## Aim
Rewrite the rows from the beginning through the line that contains "[[247, 194]]", replacing every "one per instance" with "one per object" and leaving everything else unchanged. Omit the pictures from your answer.

## Available data
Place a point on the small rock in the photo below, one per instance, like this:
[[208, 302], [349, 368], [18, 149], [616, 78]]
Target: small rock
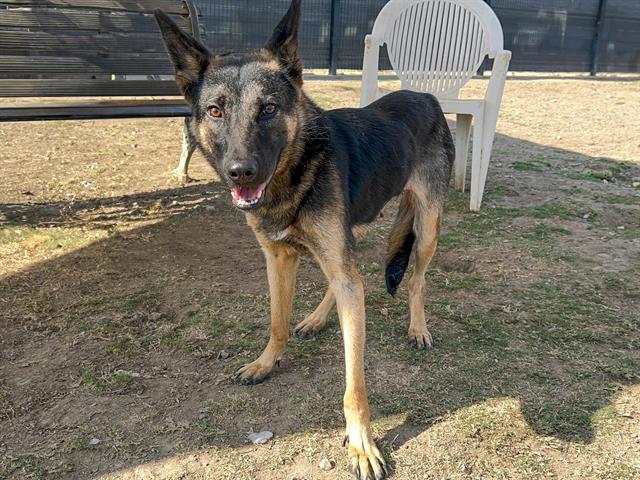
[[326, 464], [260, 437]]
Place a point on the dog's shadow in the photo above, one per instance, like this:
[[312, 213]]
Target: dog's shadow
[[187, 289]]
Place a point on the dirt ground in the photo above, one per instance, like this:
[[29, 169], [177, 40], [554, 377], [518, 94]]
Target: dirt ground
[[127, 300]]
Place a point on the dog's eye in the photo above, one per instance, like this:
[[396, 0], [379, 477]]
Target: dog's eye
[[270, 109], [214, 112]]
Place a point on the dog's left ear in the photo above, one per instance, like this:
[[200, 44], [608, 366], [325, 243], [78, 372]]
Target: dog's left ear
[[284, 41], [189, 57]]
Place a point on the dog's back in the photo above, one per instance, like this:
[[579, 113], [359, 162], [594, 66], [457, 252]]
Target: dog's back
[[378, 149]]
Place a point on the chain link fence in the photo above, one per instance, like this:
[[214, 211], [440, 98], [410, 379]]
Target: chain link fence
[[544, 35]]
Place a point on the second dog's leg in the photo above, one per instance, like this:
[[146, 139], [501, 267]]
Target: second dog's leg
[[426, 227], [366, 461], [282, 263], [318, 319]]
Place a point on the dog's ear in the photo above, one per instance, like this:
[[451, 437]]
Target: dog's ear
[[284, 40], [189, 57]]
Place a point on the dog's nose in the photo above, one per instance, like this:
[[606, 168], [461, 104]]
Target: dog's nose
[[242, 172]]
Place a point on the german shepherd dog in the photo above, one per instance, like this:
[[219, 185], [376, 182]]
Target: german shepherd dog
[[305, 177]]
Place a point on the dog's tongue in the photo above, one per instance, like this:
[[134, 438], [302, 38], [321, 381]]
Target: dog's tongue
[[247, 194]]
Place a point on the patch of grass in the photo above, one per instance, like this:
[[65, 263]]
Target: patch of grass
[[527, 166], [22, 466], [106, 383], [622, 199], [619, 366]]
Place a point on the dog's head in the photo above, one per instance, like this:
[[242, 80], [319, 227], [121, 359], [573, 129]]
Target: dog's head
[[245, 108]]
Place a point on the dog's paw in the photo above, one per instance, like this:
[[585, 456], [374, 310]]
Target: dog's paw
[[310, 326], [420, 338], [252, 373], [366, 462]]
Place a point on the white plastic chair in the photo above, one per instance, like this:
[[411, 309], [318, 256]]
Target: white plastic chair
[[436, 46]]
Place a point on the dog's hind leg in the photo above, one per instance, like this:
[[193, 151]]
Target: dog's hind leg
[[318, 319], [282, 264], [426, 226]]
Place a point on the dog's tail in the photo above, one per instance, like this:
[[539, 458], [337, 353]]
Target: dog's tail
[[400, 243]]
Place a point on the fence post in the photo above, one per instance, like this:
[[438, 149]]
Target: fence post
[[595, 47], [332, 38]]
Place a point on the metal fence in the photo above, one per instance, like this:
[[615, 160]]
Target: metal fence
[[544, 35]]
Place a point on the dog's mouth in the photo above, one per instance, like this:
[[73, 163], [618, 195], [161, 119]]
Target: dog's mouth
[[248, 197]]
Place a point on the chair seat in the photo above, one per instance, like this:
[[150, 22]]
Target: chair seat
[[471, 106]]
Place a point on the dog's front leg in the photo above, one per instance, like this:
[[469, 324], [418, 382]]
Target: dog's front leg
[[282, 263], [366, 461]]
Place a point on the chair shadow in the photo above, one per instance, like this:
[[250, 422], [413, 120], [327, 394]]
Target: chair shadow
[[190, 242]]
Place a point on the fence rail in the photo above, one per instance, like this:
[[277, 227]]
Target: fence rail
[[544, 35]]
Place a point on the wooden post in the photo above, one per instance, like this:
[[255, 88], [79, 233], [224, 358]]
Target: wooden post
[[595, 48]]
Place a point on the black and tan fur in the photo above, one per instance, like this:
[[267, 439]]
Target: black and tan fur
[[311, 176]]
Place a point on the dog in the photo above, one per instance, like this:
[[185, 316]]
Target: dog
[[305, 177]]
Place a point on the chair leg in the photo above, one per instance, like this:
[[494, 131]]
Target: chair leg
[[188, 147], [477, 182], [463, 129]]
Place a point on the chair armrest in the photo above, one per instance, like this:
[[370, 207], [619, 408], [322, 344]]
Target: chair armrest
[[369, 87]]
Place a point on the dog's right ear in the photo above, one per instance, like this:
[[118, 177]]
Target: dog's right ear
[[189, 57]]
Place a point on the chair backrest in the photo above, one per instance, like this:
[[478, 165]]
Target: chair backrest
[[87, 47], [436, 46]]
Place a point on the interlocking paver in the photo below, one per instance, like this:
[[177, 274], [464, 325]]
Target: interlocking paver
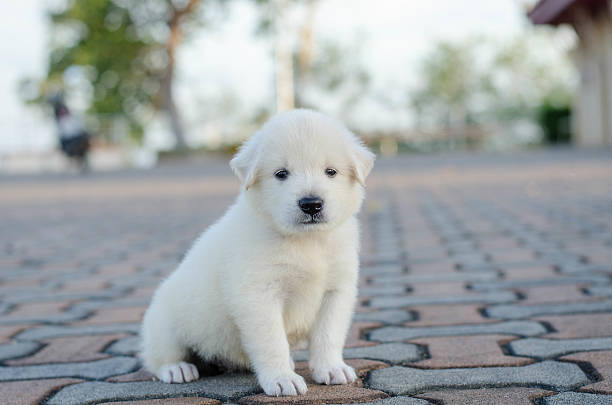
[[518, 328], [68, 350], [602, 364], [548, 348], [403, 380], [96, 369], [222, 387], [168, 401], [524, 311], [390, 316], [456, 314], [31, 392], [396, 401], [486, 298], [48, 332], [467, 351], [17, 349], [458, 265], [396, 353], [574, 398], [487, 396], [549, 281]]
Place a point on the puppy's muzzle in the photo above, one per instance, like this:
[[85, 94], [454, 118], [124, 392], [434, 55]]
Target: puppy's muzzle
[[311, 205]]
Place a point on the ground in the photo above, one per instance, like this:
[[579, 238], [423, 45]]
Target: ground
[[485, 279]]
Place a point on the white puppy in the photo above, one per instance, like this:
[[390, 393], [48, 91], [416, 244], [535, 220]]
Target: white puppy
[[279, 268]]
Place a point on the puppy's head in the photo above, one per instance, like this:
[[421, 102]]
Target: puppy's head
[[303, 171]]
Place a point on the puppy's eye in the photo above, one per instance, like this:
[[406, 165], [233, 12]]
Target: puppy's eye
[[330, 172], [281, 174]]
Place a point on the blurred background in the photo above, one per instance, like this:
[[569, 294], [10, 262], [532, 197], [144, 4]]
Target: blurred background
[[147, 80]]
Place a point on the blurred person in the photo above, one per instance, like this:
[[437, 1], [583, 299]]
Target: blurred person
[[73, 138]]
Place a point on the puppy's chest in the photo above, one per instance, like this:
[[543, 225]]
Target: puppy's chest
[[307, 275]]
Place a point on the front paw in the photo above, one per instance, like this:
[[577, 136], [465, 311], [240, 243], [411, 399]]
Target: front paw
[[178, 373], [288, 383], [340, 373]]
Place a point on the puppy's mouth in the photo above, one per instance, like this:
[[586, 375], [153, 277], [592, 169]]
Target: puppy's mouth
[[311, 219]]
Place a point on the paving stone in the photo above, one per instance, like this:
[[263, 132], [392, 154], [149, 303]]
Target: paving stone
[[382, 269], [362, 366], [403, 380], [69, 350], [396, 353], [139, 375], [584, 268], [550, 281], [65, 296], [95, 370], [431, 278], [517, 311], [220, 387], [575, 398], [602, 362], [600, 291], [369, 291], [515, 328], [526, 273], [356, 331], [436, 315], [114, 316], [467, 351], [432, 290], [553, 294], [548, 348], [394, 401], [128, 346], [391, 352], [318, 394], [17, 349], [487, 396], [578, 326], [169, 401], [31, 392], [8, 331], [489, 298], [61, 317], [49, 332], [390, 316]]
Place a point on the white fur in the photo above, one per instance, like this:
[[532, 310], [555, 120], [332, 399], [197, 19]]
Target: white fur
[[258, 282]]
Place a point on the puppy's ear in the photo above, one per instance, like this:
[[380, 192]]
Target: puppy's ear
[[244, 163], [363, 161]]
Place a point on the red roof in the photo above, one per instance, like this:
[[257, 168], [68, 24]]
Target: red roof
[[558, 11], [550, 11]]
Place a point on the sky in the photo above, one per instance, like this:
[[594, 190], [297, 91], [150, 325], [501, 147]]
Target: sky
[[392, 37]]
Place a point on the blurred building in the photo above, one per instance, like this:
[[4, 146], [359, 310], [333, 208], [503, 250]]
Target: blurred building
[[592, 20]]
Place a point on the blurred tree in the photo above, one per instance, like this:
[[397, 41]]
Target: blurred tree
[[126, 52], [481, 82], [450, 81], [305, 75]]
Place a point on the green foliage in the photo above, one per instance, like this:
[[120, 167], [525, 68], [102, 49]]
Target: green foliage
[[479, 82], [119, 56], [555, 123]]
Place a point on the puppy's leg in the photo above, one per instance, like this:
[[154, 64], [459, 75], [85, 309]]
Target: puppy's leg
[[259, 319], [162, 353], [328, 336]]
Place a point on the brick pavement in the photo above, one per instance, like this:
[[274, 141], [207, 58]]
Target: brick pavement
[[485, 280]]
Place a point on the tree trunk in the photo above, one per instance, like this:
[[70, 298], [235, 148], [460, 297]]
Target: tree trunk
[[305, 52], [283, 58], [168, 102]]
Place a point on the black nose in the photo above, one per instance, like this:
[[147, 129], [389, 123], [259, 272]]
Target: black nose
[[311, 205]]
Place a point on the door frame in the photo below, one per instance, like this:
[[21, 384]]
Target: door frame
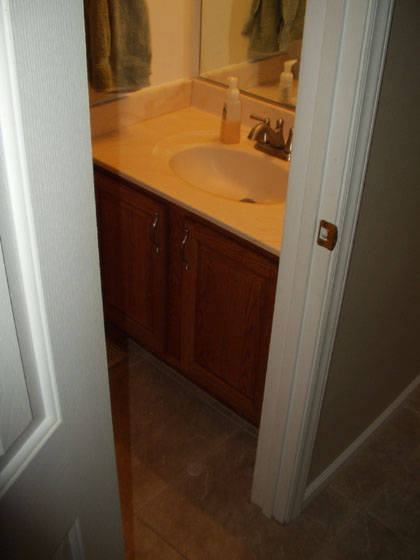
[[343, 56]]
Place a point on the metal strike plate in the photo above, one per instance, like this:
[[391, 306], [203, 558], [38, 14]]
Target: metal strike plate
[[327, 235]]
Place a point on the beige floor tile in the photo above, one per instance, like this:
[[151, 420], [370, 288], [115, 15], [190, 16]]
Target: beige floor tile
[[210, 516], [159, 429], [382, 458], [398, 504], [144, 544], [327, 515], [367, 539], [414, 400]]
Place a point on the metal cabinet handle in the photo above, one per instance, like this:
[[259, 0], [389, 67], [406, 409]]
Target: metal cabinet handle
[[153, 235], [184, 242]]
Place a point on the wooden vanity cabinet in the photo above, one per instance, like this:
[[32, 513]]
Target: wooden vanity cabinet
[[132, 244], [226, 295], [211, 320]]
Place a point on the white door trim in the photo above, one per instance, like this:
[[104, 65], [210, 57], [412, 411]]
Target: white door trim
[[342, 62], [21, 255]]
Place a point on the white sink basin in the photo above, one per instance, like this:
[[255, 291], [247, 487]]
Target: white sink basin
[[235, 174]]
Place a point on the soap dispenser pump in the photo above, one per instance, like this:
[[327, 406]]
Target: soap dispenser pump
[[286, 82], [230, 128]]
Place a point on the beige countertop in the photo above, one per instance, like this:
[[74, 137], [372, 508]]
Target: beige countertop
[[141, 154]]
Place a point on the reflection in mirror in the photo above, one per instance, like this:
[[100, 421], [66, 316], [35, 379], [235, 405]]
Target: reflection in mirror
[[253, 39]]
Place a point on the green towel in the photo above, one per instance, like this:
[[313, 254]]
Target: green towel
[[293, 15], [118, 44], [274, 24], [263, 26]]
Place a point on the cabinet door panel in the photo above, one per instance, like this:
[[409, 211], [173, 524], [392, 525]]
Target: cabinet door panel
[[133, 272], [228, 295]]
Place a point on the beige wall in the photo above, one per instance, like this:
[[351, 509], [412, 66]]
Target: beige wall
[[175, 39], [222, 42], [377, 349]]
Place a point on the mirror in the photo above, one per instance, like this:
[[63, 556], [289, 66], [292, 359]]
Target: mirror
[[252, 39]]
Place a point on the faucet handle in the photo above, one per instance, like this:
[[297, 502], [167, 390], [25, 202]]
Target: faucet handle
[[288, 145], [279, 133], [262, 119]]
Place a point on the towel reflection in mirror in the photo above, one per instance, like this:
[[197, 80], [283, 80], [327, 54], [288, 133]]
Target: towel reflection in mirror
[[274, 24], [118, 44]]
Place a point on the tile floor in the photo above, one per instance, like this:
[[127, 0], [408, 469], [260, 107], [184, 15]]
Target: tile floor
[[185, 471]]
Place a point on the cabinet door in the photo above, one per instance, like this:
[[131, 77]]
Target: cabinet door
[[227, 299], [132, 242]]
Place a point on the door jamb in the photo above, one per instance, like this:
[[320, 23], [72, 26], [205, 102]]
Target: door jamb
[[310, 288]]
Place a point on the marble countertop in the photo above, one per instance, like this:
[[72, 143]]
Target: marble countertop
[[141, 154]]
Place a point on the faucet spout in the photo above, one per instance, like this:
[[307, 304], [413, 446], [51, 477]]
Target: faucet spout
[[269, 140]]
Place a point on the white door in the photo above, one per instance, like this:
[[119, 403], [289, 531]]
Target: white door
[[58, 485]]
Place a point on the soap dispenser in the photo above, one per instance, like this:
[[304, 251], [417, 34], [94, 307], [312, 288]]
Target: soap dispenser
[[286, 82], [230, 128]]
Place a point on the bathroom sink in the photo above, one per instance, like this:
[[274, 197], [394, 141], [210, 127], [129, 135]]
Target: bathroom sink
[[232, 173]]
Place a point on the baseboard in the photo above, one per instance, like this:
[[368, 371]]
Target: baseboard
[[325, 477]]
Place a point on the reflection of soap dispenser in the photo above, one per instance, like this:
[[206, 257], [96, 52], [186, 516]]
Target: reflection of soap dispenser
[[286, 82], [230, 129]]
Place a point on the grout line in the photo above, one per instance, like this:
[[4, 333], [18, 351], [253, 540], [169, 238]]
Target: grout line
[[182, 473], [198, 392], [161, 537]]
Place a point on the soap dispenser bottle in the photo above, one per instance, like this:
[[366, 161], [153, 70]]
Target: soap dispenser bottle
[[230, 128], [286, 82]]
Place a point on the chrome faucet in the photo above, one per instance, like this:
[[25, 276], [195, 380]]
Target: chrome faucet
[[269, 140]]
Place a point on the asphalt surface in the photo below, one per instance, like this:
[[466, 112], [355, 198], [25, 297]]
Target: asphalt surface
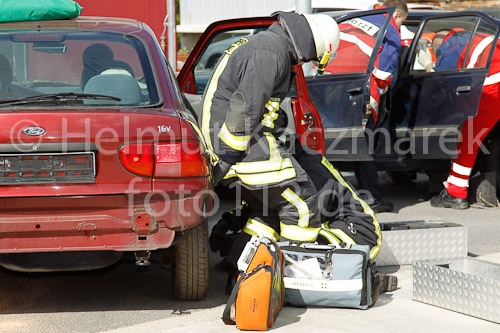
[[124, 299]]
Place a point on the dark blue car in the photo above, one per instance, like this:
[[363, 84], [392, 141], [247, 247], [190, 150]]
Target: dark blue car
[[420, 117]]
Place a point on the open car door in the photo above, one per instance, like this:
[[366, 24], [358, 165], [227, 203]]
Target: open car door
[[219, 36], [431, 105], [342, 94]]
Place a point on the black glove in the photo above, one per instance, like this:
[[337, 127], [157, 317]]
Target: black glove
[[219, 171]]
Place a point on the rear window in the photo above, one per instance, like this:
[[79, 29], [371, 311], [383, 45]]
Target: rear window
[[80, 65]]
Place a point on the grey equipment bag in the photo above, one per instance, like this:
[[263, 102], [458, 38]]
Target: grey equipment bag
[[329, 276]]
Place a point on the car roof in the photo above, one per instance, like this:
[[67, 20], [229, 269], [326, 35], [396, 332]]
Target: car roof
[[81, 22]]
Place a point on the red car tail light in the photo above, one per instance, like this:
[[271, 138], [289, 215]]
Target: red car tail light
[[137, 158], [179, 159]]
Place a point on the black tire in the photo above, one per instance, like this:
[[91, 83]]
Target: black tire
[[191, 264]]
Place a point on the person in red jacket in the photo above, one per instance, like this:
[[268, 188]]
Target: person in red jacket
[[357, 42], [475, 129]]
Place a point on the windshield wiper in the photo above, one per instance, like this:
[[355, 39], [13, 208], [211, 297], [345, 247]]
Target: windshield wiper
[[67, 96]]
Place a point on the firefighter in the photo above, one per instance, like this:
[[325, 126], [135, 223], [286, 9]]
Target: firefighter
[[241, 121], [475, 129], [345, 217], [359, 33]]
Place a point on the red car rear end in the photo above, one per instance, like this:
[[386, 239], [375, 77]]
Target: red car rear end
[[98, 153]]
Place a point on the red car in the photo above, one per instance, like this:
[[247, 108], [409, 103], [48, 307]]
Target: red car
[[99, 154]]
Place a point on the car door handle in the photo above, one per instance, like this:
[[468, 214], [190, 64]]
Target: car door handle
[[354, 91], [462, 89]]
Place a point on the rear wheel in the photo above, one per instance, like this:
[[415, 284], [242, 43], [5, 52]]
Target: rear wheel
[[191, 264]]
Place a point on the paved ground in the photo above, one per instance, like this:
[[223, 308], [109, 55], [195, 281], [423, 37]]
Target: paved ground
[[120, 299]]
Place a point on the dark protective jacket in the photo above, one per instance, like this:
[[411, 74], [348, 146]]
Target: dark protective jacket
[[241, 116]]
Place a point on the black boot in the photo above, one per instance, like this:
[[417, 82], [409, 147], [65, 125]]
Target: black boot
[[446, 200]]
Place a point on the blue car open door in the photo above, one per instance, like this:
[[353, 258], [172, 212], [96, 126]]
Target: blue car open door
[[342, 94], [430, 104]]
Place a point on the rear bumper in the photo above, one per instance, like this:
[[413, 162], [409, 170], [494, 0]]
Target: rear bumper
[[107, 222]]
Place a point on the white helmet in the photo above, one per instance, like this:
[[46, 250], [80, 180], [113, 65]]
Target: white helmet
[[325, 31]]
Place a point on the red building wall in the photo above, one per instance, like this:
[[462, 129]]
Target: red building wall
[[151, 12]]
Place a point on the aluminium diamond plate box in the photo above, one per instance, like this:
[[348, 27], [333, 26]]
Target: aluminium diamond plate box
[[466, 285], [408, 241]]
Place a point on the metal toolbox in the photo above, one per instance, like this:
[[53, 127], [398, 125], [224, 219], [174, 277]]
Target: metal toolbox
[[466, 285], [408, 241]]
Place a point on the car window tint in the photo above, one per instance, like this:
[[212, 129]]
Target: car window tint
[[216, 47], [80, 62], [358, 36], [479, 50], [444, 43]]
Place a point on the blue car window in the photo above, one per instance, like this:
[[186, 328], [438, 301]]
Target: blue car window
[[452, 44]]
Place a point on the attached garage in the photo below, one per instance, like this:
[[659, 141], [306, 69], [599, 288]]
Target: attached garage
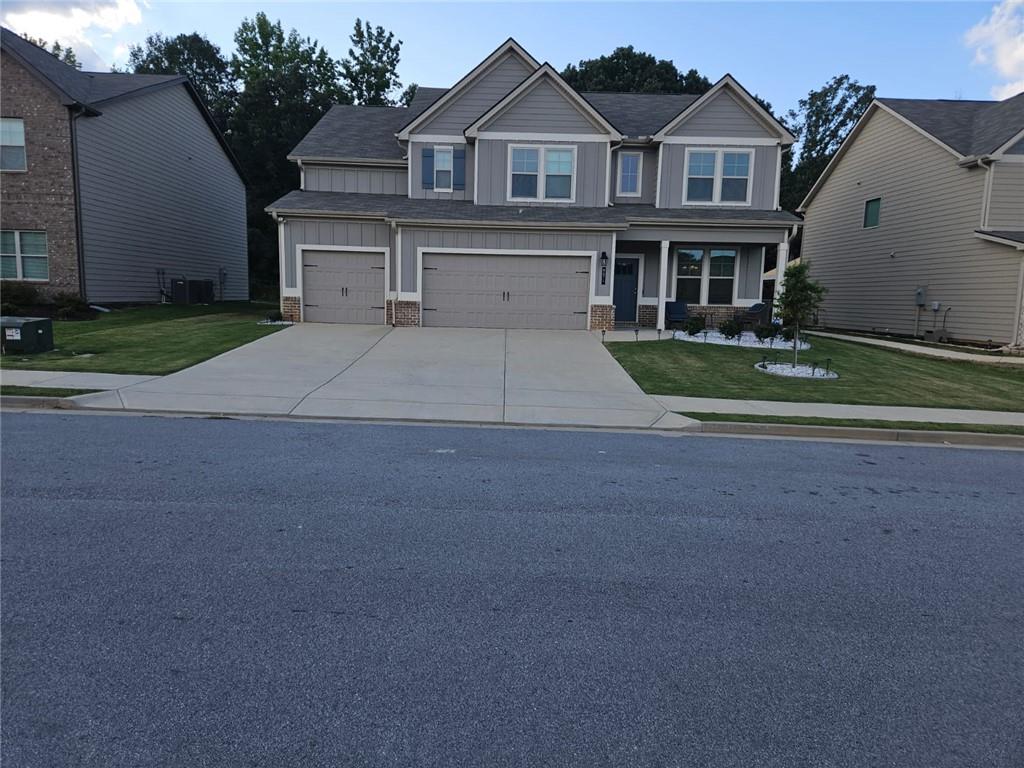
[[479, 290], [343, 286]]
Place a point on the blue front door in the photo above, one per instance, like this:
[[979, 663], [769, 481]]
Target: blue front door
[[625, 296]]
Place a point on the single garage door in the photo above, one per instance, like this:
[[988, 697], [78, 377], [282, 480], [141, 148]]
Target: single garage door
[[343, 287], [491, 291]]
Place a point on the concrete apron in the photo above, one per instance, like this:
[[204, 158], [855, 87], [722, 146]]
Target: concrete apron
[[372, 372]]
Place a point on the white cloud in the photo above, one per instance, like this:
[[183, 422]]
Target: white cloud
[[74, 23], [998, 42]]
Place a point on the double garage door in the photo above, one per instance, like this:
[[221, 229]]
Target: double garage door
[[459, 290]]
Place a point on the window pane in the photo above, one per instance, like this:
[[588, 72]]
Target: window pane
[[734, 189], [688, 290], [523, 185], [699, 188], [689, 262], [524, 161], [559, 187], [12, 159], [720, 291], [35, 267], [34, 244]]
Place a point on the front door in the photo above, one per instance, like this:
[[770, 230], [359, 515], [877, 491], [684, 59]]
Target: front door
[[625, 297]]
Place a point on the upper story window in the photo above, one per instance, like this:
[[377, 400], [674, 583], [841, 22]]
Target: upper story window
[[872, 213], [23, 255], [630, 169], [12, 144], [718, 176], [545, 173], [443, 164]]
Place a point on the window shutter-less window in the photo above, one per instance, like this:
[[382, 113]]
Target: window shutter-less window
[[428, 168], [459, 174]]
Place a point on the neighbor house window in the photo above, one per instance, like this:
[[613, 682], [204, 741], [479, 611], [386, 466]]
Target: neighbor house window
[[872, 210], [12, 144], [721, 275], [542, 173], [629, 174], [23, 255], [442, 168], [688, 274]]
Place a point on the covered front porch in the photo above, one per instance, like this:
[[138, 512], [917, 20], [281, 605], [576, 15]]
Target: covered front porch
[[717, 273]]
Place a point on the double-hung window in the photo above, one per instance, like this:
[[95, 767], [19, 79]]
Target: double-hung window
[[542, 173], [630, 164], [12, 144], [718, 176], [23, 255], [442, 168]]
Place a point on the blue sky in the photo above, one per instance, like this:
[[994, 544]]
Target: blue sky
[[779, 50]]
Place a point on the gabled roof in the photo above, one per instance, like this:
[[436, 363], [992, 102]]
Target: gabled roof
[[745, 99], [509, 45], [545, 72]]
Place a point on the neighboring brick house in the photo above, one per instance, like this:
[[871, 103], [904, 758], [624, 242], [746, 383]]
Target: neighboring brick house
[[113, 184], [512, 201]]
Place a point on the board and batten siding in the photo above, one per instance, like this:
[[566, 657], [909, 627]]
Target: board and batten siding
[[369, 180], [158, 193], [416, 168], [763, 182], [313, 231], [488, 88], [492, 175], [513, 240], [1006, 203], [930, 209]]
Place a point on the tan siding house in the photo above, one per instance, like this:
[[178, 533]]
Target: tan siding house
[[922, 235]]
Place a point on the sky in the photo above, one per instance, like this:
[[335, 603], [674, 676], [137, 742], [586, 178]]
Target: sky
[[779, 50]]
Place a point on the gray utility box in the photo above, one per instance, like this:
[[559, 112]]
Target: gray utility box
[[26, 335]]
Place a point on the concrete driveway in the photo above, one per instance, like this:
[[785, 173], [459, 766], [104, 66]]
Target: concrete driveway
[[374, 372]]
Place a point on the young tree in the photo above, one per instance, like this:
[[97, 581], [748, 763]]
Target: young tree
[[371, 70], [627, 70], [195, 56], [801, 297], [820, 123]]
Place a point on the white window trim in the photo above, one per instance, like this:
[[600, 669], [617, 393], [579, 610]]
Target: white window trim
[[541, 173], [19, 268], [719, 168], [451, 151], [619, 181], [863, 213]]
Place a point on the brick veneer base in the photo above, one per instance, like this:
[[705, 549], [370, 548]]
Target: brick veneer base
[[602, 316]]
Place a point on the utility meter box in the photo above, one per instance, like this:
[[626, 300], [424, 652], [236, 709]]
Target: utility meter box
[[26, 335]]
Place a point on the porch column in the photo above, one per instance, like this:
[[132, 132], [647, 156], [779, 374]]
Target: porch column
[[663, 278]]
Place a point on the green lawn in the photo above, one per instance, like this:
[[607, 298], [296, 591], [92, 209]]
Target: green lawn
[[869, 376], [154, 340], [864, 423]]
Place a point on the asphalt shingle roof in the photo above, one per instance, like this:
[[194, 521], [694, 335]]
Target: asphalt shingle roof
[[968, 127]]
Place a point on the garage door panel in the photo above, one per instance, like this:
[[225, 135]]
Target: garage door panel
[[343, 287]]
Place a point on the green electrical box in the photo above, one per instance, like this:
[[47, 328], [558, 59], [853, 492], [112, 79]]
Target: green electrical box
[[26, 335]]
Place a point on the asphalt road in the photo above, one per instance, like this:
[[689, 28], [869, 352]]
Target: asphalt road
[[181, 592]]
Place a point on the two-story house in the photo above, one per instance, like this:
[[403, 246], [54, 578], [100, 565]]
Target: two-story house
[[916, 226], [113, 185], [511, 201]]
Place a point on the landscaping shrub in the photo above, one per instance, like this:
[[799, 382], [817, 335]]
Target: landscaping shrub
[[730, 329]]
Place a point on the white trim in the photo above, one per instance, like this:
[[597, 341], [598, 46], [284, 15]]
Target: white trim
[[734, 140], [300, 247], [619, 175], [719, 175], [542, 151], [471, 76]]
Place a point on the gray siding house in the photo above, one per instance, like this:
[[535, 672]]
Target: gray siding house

## Written answer
Place a point on the small rock in the photo below, one per object, like this:
[[208, 302], [349, 368], [18, 149], [616, 78]]
Target: small rock
[[326, 464], [260, 437]]
Place a point on the dog's shadow in the photo above, one per object, like this:
[[312, 213]]
Target: dog's shadow
[[187, 289]]
Place a point on the dirt ground in the photo above, one per object, like this:
[[29, 169], [177, 40], [554, 377], [518, 94]]
Target: dirt ground
[[127, 300]]
Place a point on the dog's eye in the photo above, one per object, like this:
[[396, 0], [379, 477]]
Target: dog's eye
[[270, 109], [214, 112]]
Place a point on the dog's left ear in the photo above, one per object, like this:
[[200, 44], [608, 366], [325, 243], [78, 372]]
Target: dog's left ear
[[284, 41], [189, 57]]
Place a point on the dog's back in the photo above, one per object, like this:
[[579, 113], [359, 162], [594, 66], [457, 252]]
Target: dog's back
[[378, 149]]
Place a point on the chain link fence in the photo above, one per object, like this:
[[214, 211], [440, 98], [410, 379]]
Target: chain link fence
[[544, 35]]
Place a point on the second dog's leg in the photo above, one per object, like this:
[[146, 139], [501, 267]]
Target: second dog's leg
[[426, 227], [366, 461], [282, 263], [318, 319]]
Place a point on the dog's ear in the photo above, one per object, like this:
[[451, 437]]
Target: dog's ear
[[284, 40], [189, 57]]
Place a point on the dog's nose in the photo above, one per object, like this:
[[606, 168], [461, 104]]
Target: dog's nose
[[242, 172]]
Place a point on the german shepherd dog in the photo above, one per object, like this:
[[219, 185], [376, 182]]
Target: german shepherd dog
[[305, 177]]
Place a point on the dog's tongue in the photo above, one per object, like this:
[[134, 438], [302, 38], [321, 381]]
Target: dog's tongue
[[247, 194]]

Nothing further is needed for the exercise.